[TEXT EXCERPT]:
Korea district schools reopen brick-and-mortar on Oct. 5. Osan, Humphreys and Daegu will compete against each other and not against international schools in the Korean-American Interscholastic Activities Conference, league and DODEA officials said.
All competition will be limited to intra-district, with Far East tournaments in all sports off the table, DODEA-Pacific chief of staff Todd Schlitz and DODEA-Pacific spokeswoman Miranda Ferguson said.
Currently, all DODEA-Pacific schools except Guam High are on bases in Health Protection Condition B.
Students are attending brick-and-mortar schools at those locations and according to DODEA’s sports reopening plan, singles tennis, golf and cross country are permitted with no contact and social distancing. Volleyball and football are not being offered by DODEA overseas during the pandemic.
Whether sports can take place in one district or another, or even at one school or another, is up to those districts and the host commands at each base, DODEA-Pacific officials said.

[MATERIAL PROVIDED]:
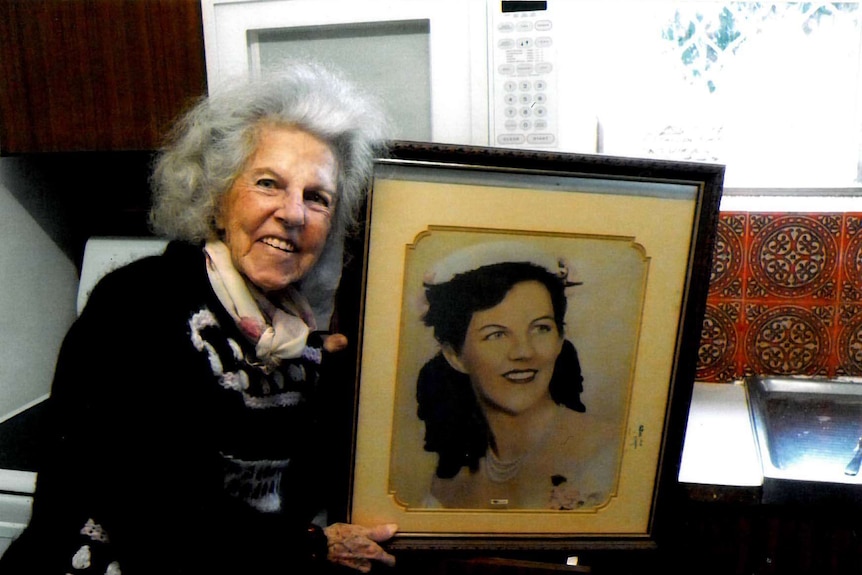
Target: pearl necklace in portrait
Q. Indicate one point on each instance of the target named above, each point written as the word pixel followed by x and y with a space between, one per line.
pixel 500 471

* * *

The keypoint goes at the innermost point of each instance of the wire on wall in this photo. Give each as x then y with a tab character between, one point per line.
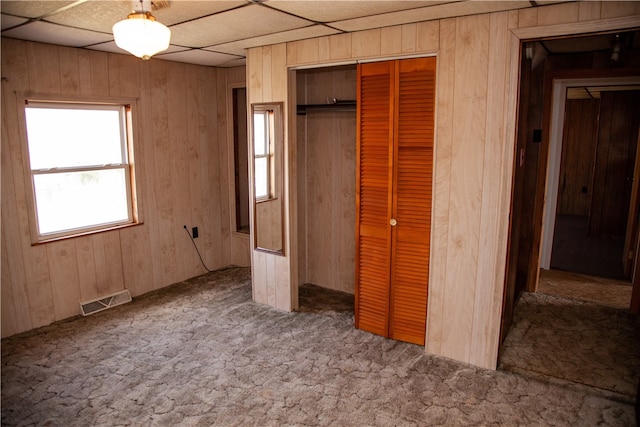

...

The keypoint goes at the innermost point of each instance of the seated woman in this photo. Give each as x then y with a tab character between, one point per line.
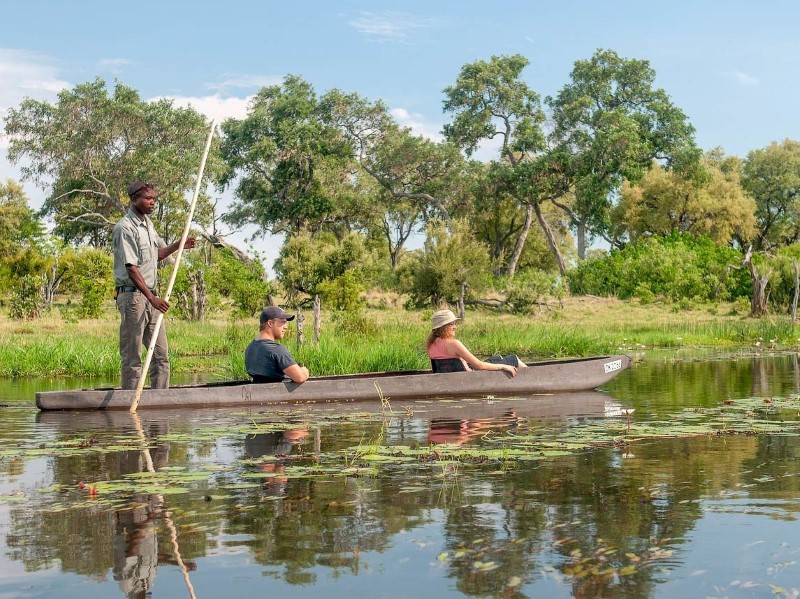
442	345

[WORK INSTRUCTIONS]:
a - Transcribe the passage of the news text on DODEA-Pacific school sports from "All competition will" to "Miranda Ferguson said.".
b - Pick up the news text on DODEA-Pacific school sports after its last sentence and continue it.
The records are from a separate source, unrelated to the news text.

[ANSWERS BY ITEM NUMBER]:
a -
All competition will be limited to intra-district, with Far East tournaments in all sports off the table, DODEA-Pacific chief of staff Todd Schlitz and DODEA-Pacific spokeswoman Miranda Ferguson said.

b -
“At the end of the day, we want the kids to be safe,” DODEA-Okinawa community superintendent Jackie Ferguson said. “It’s a matter of finding a balance between providing competition and ensuring safety.”
Grubbs and four of his teammates spoke with Stripes on Sunday during a break at an informal get-together at Kadena’s Risner Tennis Complex. Told that DODEA-Japan has no competitions at the moment, Grubbs said: “That would definitely be more of a bummer than it is here.”
Distance and travel restrictions are the main differences between Japan’s and Okinawa’s districts.
“It’s different on Okinawa because they (Kadena and Kubasaki) are right down the road” from each other, Schlitz said.
As a result, “it’s a bubble here” and easier to do sports on Okinawa, Grubbs said.
In Japan, the main obstacle is travel restrictions, athletics directors said. With Tokyo off limits, Yokota, Zama and Kinnick may not travel there to play international schools.
Edgren, Perry and E.J. King are restricted to their local areas, DODEA-Pacific officials said.
“At this time, it’s only practice,” Yokota athletics director Tim Pujol said.
“It is what it is,” Edgren tennis assistant coach Jack Mahoney said, adding that students who normally play football and basketball are out for tennis as well.
“It’s unfortunate that we can’t have a season this year, (but) we’re doing the best we can and are trying to make it as fun and productive as possible.”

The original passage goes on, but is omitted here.